Please reproduce the short-story reviews below in full, word for word.

> SELECTED PASSAGE
* * * * * * *
In Toppers5 by Jason Sandford New York has been separated from the rest of the world. Only the tallest skyscrapers provide secure refuges above the mists. Our (unnamed) female protagonist has to walk through the mists to get supplies.
The title of The Mutants Men Don’t See by James Alan Garner of course refers to a celebrated SF story by James Tiptree Jr (Alice Sheldon.) Here a repressed Flash Gene may be activated by some kind of shock during puberty and changes its carrier into a superhero. Menopausal Ellie Lee fears her son will try to force such a change by endangering his life and sets put to protect him. It becomes obvious very early on where this is going. I’m afraid it doesn’t hold a candle to Tiptree.
The “Kit” in Kit: Some Assembly Required6 by Kathe Koja & Carter Scholz is Christopher Marlowe or, rather, a simulacrum of Marlowe in a computer network. Kit achieves sentience. The slightly clichéd identity of his human “creator” is all that lets this tale down. The best story I’ve read in Asimov’s so far.
Patience Lake7 by Matthew Claxton sees a former cyborg soldier, damaged in an attack and surplus to requirements, hitch-hiking to Saskatchewan and taking odd jobs to try to meet his maintenance costs. But his spare parts could make him valuable himself.
* * * * * * *
> COLLECTED DATA
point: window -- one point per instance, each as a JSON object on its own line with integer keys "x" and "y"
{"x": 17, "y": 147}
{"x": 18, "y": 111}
* * * * * * *
> REPLY
In Toppers5 by Jason Sandford New York has been separated from the rest of the world. Only the tallest skyscrapers provide secure refuges above the mists. Our (unnamed) female protagonist has to walk through the mists to get supplies.
The title of The Mutants Men Don’t See by James Alan Garner of course refers to a celebrated SF story by James Tiptree Jr (Alice Sheldon.) Here a repressed Flash Gene may be activated by some kind of shock during puberty and changes its carrier into a superhero. Menopausal Ellie Lee fears her son will try to force such a change by endangering his life and sets put to protect him. It becomes obvious very early on where this is going. I’m afraid it doesn’t hold a candle to Tiptree.
The “Kit” in Kit: Some Assembly Required6 by Kathe Koja & Carter Scholz is Christopher Marlowe or, rather, a simulacrum of Marlowe in a computer network. Kit achieves sentience. The slightly clichéd identity of his human “creator” is all that lets this tale down. The best story I’ve read in Asimov’s so far.
Patience Lake7 by Matthew Claxton sees a former cyborg soldier, damaged in an attack and surplus to requirements, hitch-hiking to Saskatchewan and taking odd jobs to try to meet his maintenance costs. But his spare parts could make him valuable himself.